**Given task**: Report each line in the records below that contains the word "background", copying those lines in full.

**Source records**:
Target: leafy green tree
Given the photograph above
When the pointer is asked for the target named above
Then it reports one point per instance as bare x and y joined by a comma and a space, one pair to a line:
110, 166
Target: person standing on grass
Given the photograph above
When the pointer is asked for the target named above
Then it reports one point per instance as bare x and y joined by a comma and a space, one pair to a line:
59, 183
* * *
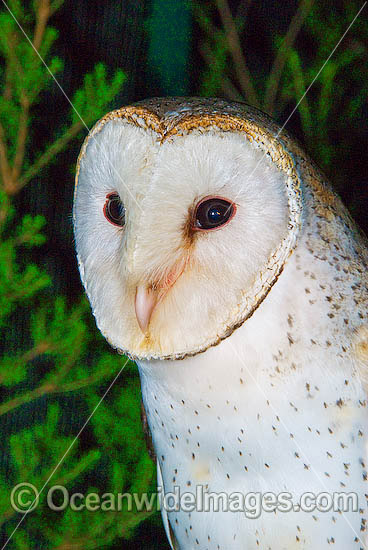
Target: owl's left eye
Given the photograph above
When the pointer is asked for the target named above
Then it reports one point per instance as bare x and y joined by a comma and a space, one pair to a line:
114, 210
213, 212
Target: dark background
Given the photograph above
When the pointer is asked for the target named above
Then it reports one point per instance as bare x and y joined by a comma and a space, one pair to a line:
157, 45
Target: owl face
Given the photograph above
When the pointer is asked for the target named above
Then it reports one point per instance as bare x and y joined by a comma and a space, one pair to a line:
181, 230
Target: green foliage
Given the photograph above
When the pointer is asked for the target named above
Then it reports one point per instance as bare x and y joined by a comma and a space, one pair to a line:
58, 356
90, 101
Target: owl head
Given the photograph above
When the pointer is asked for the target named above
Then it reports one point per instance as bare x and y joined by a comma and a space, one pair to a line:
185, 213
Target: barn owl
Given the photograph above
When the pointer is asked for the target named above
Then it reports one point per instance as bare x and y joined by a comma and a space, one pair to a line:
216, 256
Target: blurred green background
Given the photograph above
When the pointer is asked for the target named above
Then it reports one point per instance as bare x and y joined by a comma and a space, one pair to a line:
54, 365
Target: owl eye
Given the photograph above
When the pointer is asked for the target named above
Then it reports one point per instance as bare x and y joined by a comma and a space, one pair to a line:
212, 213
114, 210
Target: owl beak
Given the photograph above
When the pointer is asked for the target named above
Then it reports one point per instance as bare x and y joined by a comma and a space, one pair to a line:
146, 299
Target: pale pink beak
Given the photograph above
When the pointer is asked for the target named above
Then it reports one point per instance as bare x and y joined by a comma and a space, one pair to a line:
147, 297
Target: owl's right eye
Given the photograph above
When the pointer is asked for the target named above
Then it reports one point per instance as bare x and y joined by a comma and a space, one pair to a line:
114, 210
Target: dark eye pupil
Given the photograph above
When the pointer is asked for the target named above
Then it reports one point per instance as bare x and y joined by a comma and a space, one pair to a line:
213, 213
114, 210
* * *
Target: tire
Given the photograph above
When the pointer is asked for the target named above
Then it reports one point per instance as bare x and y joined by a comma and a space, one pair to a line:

**Complete output**:
Target: dark background
Target: blurred green background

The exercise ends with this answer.